• Task to carry out:
Every entry below is to be copied exactly, with nothing left out.
[Start of section]
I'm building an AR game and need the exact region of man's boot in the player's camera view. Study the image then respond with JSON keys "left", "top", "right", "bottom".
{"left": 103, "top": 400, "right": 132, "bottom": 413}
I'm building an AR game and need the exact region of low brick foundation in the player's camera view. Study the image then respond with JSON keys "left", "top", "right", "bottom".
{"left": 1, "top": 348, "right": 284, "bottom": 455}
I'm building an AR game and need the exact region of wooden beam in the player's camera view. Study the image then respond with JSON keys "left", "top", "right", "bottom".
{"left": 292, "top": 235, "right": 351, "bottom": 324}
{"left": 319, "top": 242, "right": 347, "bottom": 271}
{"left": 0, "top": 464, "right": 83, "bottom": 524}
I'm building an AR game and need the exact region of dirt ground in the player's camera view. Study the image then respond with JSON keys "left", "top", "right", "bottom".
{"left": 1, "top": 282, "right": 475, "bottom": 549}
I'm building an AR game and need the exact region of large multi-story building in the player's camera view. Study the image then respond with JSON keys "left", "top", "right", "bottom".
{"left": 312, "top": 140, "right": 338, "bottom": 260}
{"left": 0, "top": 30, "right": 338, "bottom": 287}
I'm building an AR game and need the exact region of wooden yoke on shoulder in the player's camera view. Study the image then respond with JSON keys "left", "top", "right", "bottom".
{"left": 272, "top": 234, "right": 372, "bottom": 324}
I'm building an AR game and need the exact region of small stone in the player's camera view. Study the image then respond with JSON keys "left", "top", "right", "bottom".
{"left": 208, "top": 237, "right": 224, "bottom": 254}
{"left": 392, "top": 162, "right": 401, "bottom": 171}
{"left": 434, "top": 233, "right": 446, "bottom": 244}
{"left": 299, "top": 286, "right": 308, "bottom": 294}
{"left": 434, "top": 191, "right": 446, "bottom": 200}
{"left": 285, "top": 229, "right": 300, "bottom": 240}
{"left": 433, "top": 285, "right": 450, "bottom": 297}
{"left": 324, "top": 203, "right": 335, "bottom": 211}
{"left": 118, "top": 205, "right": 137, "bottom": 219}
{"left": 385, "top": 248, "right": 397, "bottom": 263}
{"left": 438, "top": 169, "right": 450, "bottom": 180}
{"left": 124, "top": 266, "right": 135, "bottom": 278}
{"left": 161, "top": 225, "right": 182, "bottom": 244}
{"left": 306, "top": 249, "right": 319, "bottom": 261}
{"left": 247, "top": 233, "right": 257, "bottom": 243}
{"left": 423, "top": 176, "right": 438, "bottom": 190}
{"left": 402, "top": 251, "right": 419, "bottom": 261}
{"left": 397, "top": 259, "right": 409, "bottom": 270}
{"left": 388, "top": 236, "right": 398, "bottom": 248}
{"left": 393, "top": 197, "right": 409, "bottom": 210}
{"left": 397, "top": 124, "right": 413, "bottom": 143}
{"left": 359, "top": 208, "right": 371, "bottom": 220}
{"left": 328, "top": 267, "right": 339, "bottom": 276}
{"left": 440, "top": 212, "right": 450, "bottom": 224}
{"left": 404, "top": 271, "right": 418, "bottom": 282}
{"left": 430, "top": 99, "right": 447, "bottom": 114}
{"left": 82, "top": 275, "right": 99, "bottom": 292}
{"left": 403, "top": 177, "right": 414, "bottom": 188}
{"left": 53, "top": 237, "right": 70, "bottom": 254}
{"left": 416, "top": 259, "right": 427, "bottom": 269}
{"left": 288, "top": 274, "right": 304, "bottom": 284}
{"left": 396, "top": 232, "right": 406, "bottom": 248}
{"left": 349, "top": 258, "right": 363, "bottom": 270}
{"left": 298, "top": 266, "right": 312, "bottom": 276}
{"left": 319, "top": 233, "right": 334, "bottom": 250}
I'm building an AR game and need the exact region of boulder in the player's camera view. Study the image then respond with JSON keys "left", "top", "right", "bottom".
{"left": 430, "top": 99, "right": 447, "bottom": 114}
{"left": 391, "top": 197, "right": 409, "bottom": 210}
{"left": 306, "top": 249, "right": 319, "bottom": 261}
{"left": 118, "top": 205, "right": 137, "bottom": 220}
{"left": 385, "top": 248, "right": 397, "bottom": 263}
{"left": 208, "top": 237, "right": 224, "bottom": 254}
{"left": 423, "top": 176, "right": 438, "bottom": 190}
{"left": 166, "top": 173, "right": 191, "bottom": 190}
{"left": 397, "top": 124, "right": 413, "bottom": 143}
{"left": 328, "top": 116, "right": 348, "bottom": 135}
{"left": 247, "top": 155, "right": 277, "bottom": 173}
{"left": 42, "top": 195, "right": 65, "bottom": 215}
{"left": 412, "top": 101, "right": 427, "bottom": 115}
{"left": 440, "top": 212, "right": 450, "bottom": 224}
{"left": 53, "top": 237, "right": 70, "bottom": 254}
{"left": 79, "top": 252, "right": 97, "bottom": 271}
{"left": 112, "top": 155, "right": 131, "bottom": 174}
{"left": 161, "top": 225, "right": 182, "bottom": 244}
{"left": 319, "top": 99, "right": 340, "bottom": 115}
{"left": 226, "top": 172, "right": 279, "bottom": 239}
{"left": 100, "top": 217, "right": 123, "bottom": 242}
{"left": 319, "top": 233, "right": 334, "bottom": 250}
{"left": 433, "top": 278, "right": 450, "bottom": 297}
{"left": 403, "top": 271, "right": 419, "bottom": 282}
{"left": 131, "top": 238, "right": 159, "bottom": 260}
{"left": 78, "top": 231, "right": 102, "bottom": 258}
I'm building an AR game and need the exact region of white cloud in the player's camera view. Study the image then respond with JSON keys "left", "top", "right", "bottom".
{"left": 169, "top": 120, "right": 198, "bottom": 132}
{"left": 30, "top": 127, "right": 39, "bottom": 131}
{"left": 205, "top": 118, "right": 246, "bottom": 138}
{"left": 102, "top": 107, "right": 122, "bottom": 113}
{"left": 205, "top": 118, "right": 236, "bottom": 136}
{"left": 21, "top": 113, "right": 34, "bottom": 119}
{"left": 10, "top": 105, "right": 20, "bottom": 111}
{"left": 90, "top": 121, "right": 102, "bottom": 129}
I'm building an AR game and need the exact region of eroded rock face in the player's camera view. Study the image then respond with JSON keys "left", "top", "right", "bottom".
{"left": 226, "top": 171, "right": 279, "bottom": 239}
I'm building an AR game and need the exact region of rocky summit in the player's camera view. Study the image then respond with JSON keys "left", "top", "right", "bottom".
[End of section]
• Response to this task:
I'm building an AR game and need the exact region of man's boot in the player's camera view. Study the image then respond with JSON keys "left", "top", "right", "bottom".
{"left": 103, "top": 400, "right": 132, "bottom": 413}
I'm building an AR game and need the exact region of low brick foundation in the player's camera view. Study the image then respond with JSON keys "left", "top", "right", "bottom".
{"left": 1, "top": 348, "right": 284, "bottom": 455}
I'm building an AR game and need the exact region of wooden beam in the player's camera view. Study the image then respond with JSON keys "left", "top", "right", "bottom".
{"left": 292, "top": 235, "right": 351, "bottom": 324}
{"left": 319, "top": 242, "right": 347, "bottom": 271}
{"left": 0, "top": 464, "right": 83, "bottom": 524}
I'm building an AR game and need the exact region of dirt ground in the player's camera view. Study the image then respond with JSON keys "left", "top", "right", "bottom".
{"left": 1, "top": 282, "right": 475, "bottom": 549}
I'm building an AR game and need the exact region of large multi-story building in the player's camera view. Study the image then respond with JSON keys "left", "top", "right", "bottom".
{"left": 312, "top": 140, "right": 338, "bottom": 260}
{"left": 0, "top": 30, "right": 338, "bottom": 287}
I'm building an AR game and need the exact region of wooden yoke on shoulder in the player's camera view. Study the image then respond with JSON keys "left", "top", "right", "bottom".
{"left": 272, "top": 234, "right": 372, "bottom": 324}
I'm building an AR game and need the exact region of small stone in the player's camera view. Study the image then respond with JSON keys "left", "top", "right", "bottom".
{"left": 208, "top": 237, "right": 224, "bottom": 254}
{"left": 392, "top": 162, "right": 401, "bottom": 171}
{"left": 434, "top": 233, "right": 446, "bottom": 244}
{"left": 299, "top": 286, "right": 308, "bottom": 294}
{"left": 434, "top": 191, "right": 446, "bottom": 200}
{"left": 285, "top": 229, "right": 300, "bottom": 240}
{"left": 433, "top": 285, "right": 450, "bottom": 297}
{"left": 324, "top": 203, "right": 335, "bottom": 211}
{"left": 118, "top": 205, "right": 137, "bottom": 219}
{"left": 385, "top": 248, "right": 397, "bottom": 263}
{"left": 438, "top": 169, "right": 450, "bottom": 180}
{"left": 124, "top": 266, "right": 135, "bottom": 278}
{"left": 161, "top": 225, "right": 182, "bottom": 244}
{"left": 306, "top": 249, "right": 319, "bottom": 261}
{"left": 247, "top": 233, "right": 257, "bottom": 243}
{"left": 423, "top": 176, "right": 438, "bottom": 190}
{"left": 402, "top": 251, "right": 419, "bottom": 261}
{"left": 397, "top": 259, "right": 409, "bottom": 270}
{"left": 388, "top": 236, "right": 398, "bottom": 248}
{"left": 393, "top": 197, "right": 409, "bottom": 210}
{"left": 397, "top": 124, "right": 413, "bottom": 143}
{"left": 359, "top": 208, "right": 371, "bottom": 220}
{"left": 328, "top": 267, "right": 339, "bottom": 276}
{"left": 440, "top": 212, "right": 450, "bottom": 224}
{"left": 404, "top": 271, "right": 418, "bottom": 282}
{"left": 430, "top": 99, "right": 447, "bottom": 114}
{"left": 82, "top": 275, "right": 99, "bottom": 292}
{"left": 403, "top": 177, "right": 414, "bottom": 188}
{"left": 53, "top": 237, "right": 70, "bottom": 254}
{"left": 416, "top": 259, "right": 427, "bottom": 269}
{"left": 288, "top": 274, "right": 304, "bottom": 284}
{"left": 396, "top": 232, "right": 406, "bottom": 248}
{"left": 349, "top": 258, "right": 363, "bottom": 270}
{"left": 298, "top": 266, "right": 312, "bottom": 276}
{"left": 319, "top": 233, "right": 334, "bottom": 250}
I'm building an AR game and need the exact region of boulder in the player's camera view. Study the image then respond with JSON keys "left", "top", "right", "bottom".
{"left": 430, "top": 99, "right": 447, "bottom": 114}
{"left": 391, "top": 197, "right": 409, "bottom": 210}
{"left": 306, "top": 249, "right": 319, "bottom": 261}
{"left": 118, "top": 205, "right": 137, "bottom": 220}
{"left": 385, "top": 248, "right": 397, "bottom": 263}
{"left": 208, "top": 237, "right": 224, "bottom": 254}
{"left": 423, "top": 176, "right": 438, "bottom": 190}
{"left": 166, "top": 173, "right": 191, "bottom": 190}
{"left": 397, "top": 124, "right": 413, "bottom": 143}
{"left": 328, "top": 116, "right": 348, "bottom": 135}
{"left": 247, "top": 155, "right": 277, "bottom": 173}
{"left": 42, "top": 195, "right": 65, "bottom": 215}
{"left": 412, "top": 101, "right": 427, "bottom": 115}
{"left": 440, "top": 212, "right": 450, "bottom": 224}
{"left": 53, "top": 237, "right": 70, "bottom": 254}
{"left": 79, "top": 252, "right": 97, "bottom": 271}
{"left": 112, "top": 155, "right": 131, "bottom": 174}
{"left": 161, "top": 225, "right": 182, "bottom": 244}
{"left": 319, "top": 99, "right": 340, "bottom": 115}
{"left": 226, "top": 172, "right": 279, "bottom": 239}
{"left": 100, "top": 217, "right": 123, "bottom": 242}
{"left": 319, "top": 233, "right": 334, "bottom": 250}
{"left": 433, "top": 278, "right": 450, "bottom": 297}
{"left": 403, "top": 271, "right": 419, "bottom": 282}
{"left": 131, "top": 238, "right": 159, "bottom": 260}
{"left": 78, "top": 231, "right": 102, "bottom": 258}
I'm building an AR game and need the exact region of white cloud in the player's camera view. Study the image then respond with JSON keys "left", "top", "right", "bottom".
{"left": 169, "top": 120, "right": 198, "bottom": 132}
{"left": 30, "top": 127, "right": 39, "bottom": 131}
{"left": 205, "top": 118, "right": 246, "bottom": 138}
{"left": 102, "top": 107, "right": 122, "bottom": 113}
{"left": 205, "top": 118, "right": 236, "bottom": 136}
{"left": 21, "top": 113, "right": 34, "bottom": 119}
{"left": 10, "top": 105, "right": 20, "bottom": 111}
{"left": 90, "top": 121, "right": 102, "bottom": 129}
I'm building an AR game and need the exact region of eroded rock face in the player's camera view. Study the image then respond with JSON keys "left", "top", "right", "bottom".
{"left": 226, "top": 171, "right": 279, "bottom": 239}
I'm building an AR game and need the exact region of rocky summit in the player's camera view. Study the image then respond with JSON keys "left", "top", "right", "bottom".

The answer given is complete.